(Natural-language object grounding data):
• • • •
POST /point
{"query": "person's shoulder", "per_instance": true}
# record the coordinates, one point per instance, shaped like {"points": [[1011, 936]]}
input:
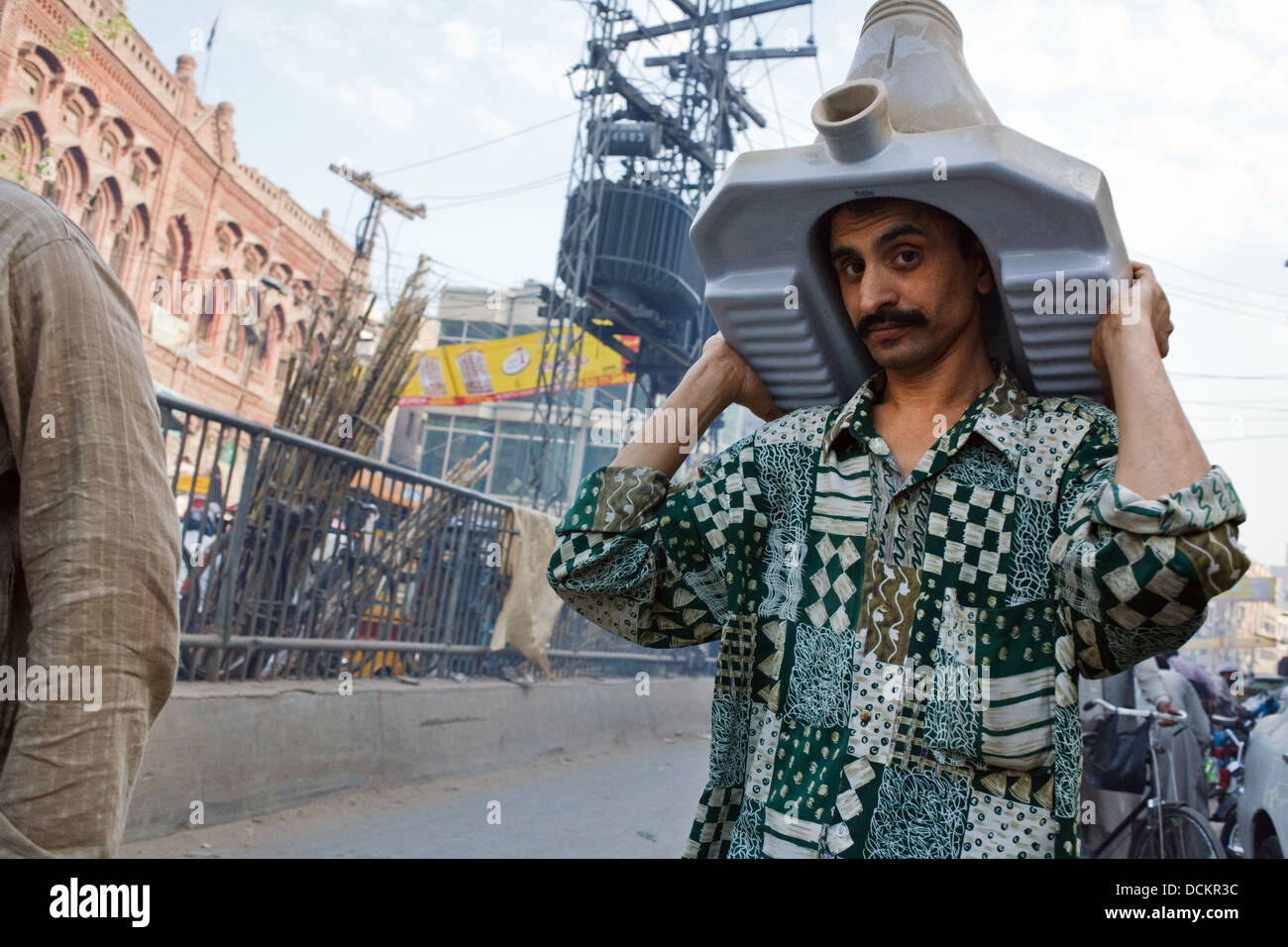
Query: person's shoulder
• • • •
(What the task asks):
Report how many lines in these entries contain "point". Answer with the number only.

(Answer to the exercise):
2